━━━ EXERCISE INPUTS ━━━
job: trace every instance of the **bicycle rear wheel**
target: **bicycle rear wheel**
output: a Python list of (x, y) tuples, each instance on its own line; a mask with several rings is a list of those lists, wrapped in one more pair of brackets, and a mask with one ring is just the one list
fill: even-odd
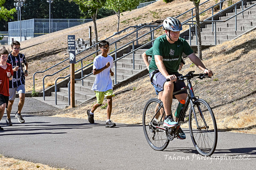
[[(199, 154), (209, 156), (213, 153), (217, 145), (218, 130), (215, 117), (210, 105), (205, 100), (199, 99), (195, 104), (195, 113), (193, 113), (192, 107), (189, 111), (190, 136)], [(197, 120), (198, 128), (195, 116)]]
[[(165, 149), (169, 141), (164, 130), (152, 126), (163, 127), (163, 120), (161, 119), (164, 110), (163, 107), (160, 106), (160, 103), (161, 101), (157, 99), (149, 100), (145, 106), (142, 120), (147, 141), (152, 148), (157, 151)], [(158, 113), (156, 115), (157, 112)]]

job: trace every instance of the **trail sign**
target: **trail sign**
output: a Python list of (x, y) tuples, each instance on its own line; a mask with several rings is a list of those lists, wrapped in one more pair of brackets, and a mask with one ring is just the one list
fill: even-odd
[(68, 36), (68, 49), (69, 54), (69, 63), (75, 63), (75, 35)]

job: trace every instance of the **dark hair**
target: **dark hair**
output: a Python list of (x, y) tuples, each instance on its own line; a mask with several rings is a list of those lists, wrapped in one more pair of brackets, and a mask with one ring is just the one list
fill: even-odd
[(13, 46), (14, 45), (20, 45), (20, 44), (19, 44), (19, 42), (18, 41), (12, 41), (11, 42), (11, 47), (13, 47)]
[(105, 40), (101, 41), (99, 43), (99, 46), (100, 47), (103, 47), (107, 44), (109, 46), (109, 43)]
[(8, 51), (5, 48), (2, 48), (0, 50), (0, 55), (2, 54), (8, 54)]

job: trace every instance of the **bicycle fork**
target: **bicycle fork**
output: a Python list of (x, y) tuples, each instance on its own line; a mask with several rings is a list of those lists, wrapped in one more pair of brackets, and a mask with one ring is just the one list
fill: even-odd
[[(193, 115), (194, 115), (194, 118), (195, 118), (195, 121), (196, 121), (196, 127), (197, 127), (197, 129), (198, 130), (201, 130), (202, 129), (205, 129), (206, 130), (207, 130), (209, 128), (209, 126), (207, 126), (207, 124), (206, 123), (206, 122), (205, 121), (205, 120), (204, 119), (204, 118), (203, 117), (203, 115), (202, 114), (202, 110), (201, 110), (201, 108), (200, 107), (200, 103), (198, 102), (198, 100), (197, 99), (196, 101), (195, 101), (194, 102), (193, 102), (192, 101), (192, 100), (191, 100), (190, 103), (191, 103), (191, 106), (192, 106), (191, 108), (192, 109), (192, 111), (193, 111)], [(196, 107), (197, 107), (197, 109), (198, 109), (198, 111), (199, 112), (199, 114), (200, 115), (200, 116), (202, 118), (202, 119), (203, 120), (203, 123), (204, 124), (204, 126), (200, 126), (198, 125), (198, 121), (197, 118), (196, 117), (196, 111), (195, 110), (195, 108), (194, 108), (195, 106), (196, 106)]]

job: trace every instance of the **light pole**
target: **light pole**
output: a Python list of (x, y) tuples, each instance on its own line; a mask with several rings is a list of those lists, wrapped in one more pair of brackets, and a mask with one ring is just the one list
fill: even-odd
[(17, 2), (14, 3), (14, 6), (16, 7), (16, 9), (18, 11), (18, 20), (19, 21), (19, 35), (20, 41), (21, 41), (21, 7), (23, 7), (26, 0), (14, 0)]
[(53, 0), (46, 0), (49, 3), (49, 33), (51, 33), (51, 3), (53, 2)]

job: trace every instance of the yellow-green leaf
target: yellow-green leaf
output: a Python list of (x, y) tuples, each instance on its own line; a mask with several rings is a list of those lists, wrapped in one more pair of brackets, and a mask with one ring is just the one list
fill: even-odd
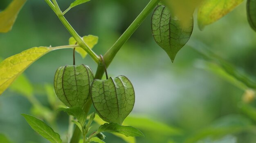
[(32, 48), (0, 63), (0, 95), (30, 65), (51, 50), (45, 47)]
[[(97, 36), (89, 35), (83, 37), (83, 39), (89, 48), (91, 49), (98, 43), (99, 37)], [(74, 37), (71, 37), (69, 40), (69, 43), (70, 45), (74, 45), (76, 41)], [(76, 48), (76, 51), (80, 54), (83, 58), (85, 58), (87, 55), (86, 52), (81, 47)]]
[(27, 0), (13, 0), (8, 6), (0, 13), (0, 32), (11, 30), (20, 11)]
[(206, 0), (198, 8), (198, 20), (201, 30), (206, 25), (221, 18), (243, 0)]

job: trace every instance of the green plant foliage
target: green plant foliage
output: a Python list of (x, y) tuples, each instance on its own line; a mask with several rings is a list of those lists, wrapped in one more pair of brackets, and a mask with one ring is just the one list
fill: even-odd
[(116, 123), (105, 123), (100, 126), (98, 132), (110, 132), (121, 134), (126, 136), (144, 136), (139, 130), (130, 126), (120, 126)]
[(80, 124), (84, 125), (86, 121), (86, 114), (80, 107), (71, 108), (61, 108), (58, 110), (66, 112), (70, 115), (73, 116), (77, 119)]
[(0, 13), (0, 32), (11, 30), (20, 11), (27, 0), (13, 0), (4, 11)]
[(25, 96), (31, 96), (33, 94), (32, 84), (24, 74), (17, 78), (10, 87), (10, 89)]
[(30, 65), (50, 50), (45, 47), (34, 47), (10, 56), (0, 63), (0, 95)]
[[(94, 46), (98, 43), (99, 37), (97, 36), (89, 35), (83, 37), (83, 39), (88, 47), (92, 49)], [(68, 41), (70, 45), (74, 45), (76, 43), (76, 40), (73, 37), (70, 37)], [(83, 58), (84, 58), (87, 55), (86, 52), (81, 47), (76, 48), (76, 51), (79, 53)]]
[(0, 143), (11, 143), (12, 142), (4, 134), (0, 134)]
[(31, 128), (52, 143), (61, 143), (60, 135), (43, 121), (26, 114), (21, 114)]
[(159, 6), (153, 13), (151, 27), (155, 41), (173, 62), (179, 51), (191, 36), (193, 20), (190, 18), (189, 23), (183, 24), (178, 17), (171, 15), (167, 7)]
[(60, 67), (54, 77), (55, 93), (67, 106), (82, 107), (89, 98), (94, 78), (91, 69), (84, 65)]
[(199, 28), (213, 23), (229, 13), (243, 0), (205, 0), (199, 6), (198, 21)]
[(196, 142), (207, 137), (216, 138), (251, 129), (252, 123), (248, 119), (238, 115), (229, 115), (216, 121), (212, 125), (195, 134), (185, 142)]
[(182, 134), (181, 130), (177, 128), (145, 117), (129, 116), (124, 121), (124, 124), (132, 126), (144, 131), (167, 136)]
[(252, 28), (256, 31), (256, 0), (247, 0), (247, 17)]
[(74, 2), (73, 2), (71, 4), (70, 4), (70, 8), (74, 7), (76, 6), (82, 4), (84, 3), (88, 2), (90, 0), (76, 0)]
[(90, 140), (90, 143), (106, 143), (105, 141), (101, 140), (97, 137), (94, 137)]
[(121, 125), (133, 108), (133, 87), (124, 76), (104, 80), (95, 80), (91, 93), (92, 103), (99, 115), (109, 123)]

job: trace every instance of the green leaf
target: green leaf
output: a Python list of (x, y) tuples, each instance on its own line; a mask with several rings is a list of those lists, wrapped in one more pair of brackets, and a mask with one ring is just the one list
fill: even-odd
[(130, 81), (124, 76), (107, 80), (94, 80), (91, 93), (99, 115), (109, 123), (121, 125), (133, 108), (134, 89)]
[(9, 57), (0, 63), (0, 95), (29, 65), (51, 50), (45, 47), (34, 47)]
[[(83, 39), (89, 48), (91, 49), (98, 43), (99, 37), (97, 36), (89, 35), (83, 37)], [(74, 45), (76, 41), (74, 37), (71, 37), (69, 40), (69, 43), (70, 45)], [(87, 55), (86, 52), (81, 47), (76, 48), (76, 51), (79, 53), (83, 58), (84, 58)]]
[(124, 121), (124, 124), (131, 126), (144, 131), (159, 133), (166, 136), (182, 134), (181, 130), (149, 118), (129, 116)]
[(106, 142), (97, 137), (94, 137), (90, 140), (91, 142), (98, 143), (106, 143)]
[(27, 0), (13, 0), (8, 6), (0, 13), (0, 32), (11, 30), (20, 11)]
[(17, 78), (10, 89), (25, 96), (31, 96), (33, 94), (32, 84), (24, 74)]
[(70, 6), (70, 8), (74, 7), (79, 4), (82, 4), (84, 3), (88, 2), (90, 0), (76, 0), (74, 2), (73, 2)]
[(0, 143), (11, 143), (11, 142), (4, 134), (0, 134)]
[(250, 26), (256, 32), (256, 0), (247, 0), (247, 17)]
[(98, 132), (110, 132), (125, 135), (126, 136), (144, 136), (139, 130), (130, 126), (121, 126), (116, 123), (105, 123), (101, 126)]
[(186, 24), (182, 24), (180, 20), (171, 15), (167, 7), (164, 6), (157, 6), (152, 15), (151, 27), (154, 38), (173, 62), (192, 34), (193, 17)]
[[(129, 118), (130, 118), (130, 117), (128, 117), (126, 119), (127, 119)], [(101, 119), (101, 117), (99, 117), (99, 115), (97, 114), (95, 115), (95, 117), (94, 119), (94, 121), (99, 125), (102, 125), (106, 123), (106, 122), (103, 121), (102, 119)], [(126, 123), (125, 123), (124, 124), (126, 124), (126, 126), (129, 125), (126, 124)], [(122, 139), (124, 141), (125, 141), (126, 143), (136, 143), (136, 139), (135, 137), (134, 137), (134, 136), (127, 137), (125, 135), (122, 134), (115, 134), (113, 132), (112, 132), (111, 133), (112, 133), (112, 134), (115, 135), (115, 136)]]
[(81, 125), (81, 124), (79, 123), (78, 122), (76, 121), (72, 121), (74, 123), (74, 124), (76, 124), (76, 125), (77, 126), (77, 127), (78, 127), (78, 128), (79, 128), (79, 129), (80, 129), (80, 130), (81, 131), (81, 132), (83, 132), (83, 128), (82, 128), (82, 126)]
[(229, 13), (243, 0), (206, 0), (198, 8), (199, 28), (215, 22)]
[(35, 131), (52, 143), (61, 143), (60, 135), (43, 121), (26, 114), (22, 114), (27, 122)]
[(86, 114), (80, 107), (61, 108), (58, 110), (66, 112), (70, 115), (73, 116), (77, 119), (78, 121), (83, 126), (86, 121)]
[(217, 120), (212, 125), (195, 133), (185, 143), (196, 143), (207, 136), (216, 139), (249, 130), (253, 128), (251, 122), (246, 117), (239, 115), (229, 115)]

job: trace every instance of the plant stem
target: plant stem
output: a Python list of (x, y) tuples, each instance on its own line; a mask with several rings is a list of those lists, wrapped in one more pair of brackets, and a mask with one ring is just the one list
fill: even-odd
[[(107, 68), (111, 63), (114, 58), (122, 46), (127, 41), (138, 27), (143, 22), (150, 12), (157, 4), (160, 0), (151, 0), (130, 26), (119, 38), (112, 47), (104, 55), (103, 58)], [(100, 62), (101, 61), (99, 61)], [(95, 78), (101, 79), (104, 74), (104, 67), (99, 65)]]
[(61, 12), (56, 0), (53, 0), (52, 2), (55, 7), (57, 16), (58, 16), (60, 20), (61, 20), (63, 25), (64, 25), (66, 28), (67, 28), (71, 35), (74, 38), (78, 45), (83, 48), (92, 57), (92, 59), (98, 64), (99, 61), (99, 57), (89, 48), (89, 46), (85, 43), (76, 32), (74, 29), (73, 27), (72, 27), (71, 25), (70, 25), (68, 22), (67, 22), (66, 18), (63, 15), (63, 14), (62, 12)]

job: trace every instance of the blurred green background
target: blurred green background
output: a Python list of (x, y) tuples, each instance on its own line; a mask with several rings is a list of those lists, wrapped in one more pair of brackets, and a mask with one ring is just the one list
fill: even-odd
[[(0, 10), (10, 1), (1, 0)], [(72, 1), (59, 3), (64, 11)], [(80, 35), (99, 36), (99, 43), (93, 50), (103, 54), (148, 1), (92, 0), (71, 9), (65, 16)], [(205, 45), (255, 81), (256, 34), (248, 23), (245, 4), (245, 1), (202, 31), (198, 28), (195, 15), (191, 39), (173, 63), (155, 42), (150, 16), (121, 49), (108, 72), (113, 77), (125, 75), (133, 83), (136, 102), (132, 116), (147, 117), (180, 131), (164, 134), (142, 129), (145, 137), (137, 139), (137, 143), (256, 142), (254, 91), (249, 103), (243, 100), (245, 90), (211, 72), (213, 70), (206, 70), (206, 64), (209, 65), (208, 62), (189, 46)], [(0, 34), (0, 57), (4, 59), (34, 46), (67, 45), (70, 37), (44, 1), (28, 0), (12, 30)], [(25, 71), (35, 95), (43, 105), (50, 106), (45, 84), (52, 85), (59, 67), (72, 64), (72, 49), (51, 52)], [(88, 65), (96, 72), (97, 65), (89, 56), (83, 59), (76, 54), (76, 59), (77, 64)], [(0, 96), (0, 133), (14, 143), (47, 142), (20, 115), (31, 114), (32, 105), (20, 94), (7, 90)], [(244, 98), (247, 95), (244, 95)], [(60, 113), (56, 119), (58, 124), (54, 128), (64, 139), (68, 117)], [(106, 135), (107, 143), (124, 142), (111, 134)]]

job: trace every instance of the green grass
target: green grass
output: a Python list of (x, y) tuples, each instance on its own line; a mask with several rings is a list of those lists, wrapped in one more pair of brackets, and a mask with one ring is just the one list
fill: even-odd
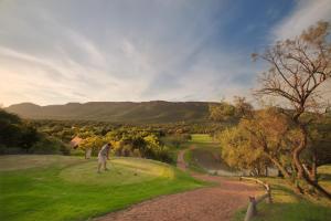
[(186, 150), (184, 154), (184, 160), (189, 166), (189, 169), (194, 171), (194, 172), (200, 172), (200, 173), (206, 173), (207, 171), (201, 167), (196, 159), (193, 157), (193, 152), (191, 149)]
[[(329, 172), (331, 172), (329, 167)], [(331, 218), (331, 203), (325, 199), (307, 199), (296, 194), (280, 178), (263, 179), (271, 185), (274, 203), (258, 204), (254, 221), (325, 221)], [(325, 181), (330, 185), (331, 180)], [(234, 220), (244, 220), (246, 209), (239, 210)]]
[(191, 135), (191, 143), (194, 144), (210, 144), (213, 143), (213, 138), (206, 134), (193, 134)]
[(111, 161), (110, 170), (98, 175), (95, 160), (0, 157), (0, 220), (87, 220), (156, 196), (204, 186), (153, 160)]
[(214, 147), (215, 144), (210, 135), (206, 134), (193, 134), (192, 139), (184, 147), (194, 147), (194, 149), (188, 149), (184, 154), (184, 160), (189, 166), (189, 169), (200, 173), (206, 173), (207, 171), (197, 162), (196, 149), (204, 147)]

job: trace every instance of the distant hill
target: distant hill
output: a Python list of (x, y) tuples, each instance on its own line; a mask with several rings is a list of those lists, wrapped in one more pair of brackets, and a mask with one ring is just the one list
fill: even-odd
[(23, 118), (103, 120), (117, 123), (205, 122), (207, 102), (89, 102), (39, 106), (32, 103), (11, 105), (6, 110)]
━━━
**GOAL**
Could you give the lines of the records above as a JSON list of strings, one string per line, starting with the line containing "job: trace every instance of the green grass" and going on through the line containing "152), (191, 149)]", both included? Drop any blank lines and leave the picture out.

**FINISHED TASK**
[
  "job: trace every instance of the green grass",
  "target: green grass",
  "output: a Python list of (x, y) tuples, each instance on its own line; a mask with several rings is a list of those lists, wrapped in one more pair of brackets, and a mask with one ring is just the one list",
  "fill: even-odd",
  "[(186, 150), (184, 154), (184, 160), (189, 166), (189, 169), (194, 171), (194, 172), (200, 172), (200, 173), (206, 173), (207, 171), (201, 167), (196, 159), (193, 157), (193, 152), (191, 149)]"
]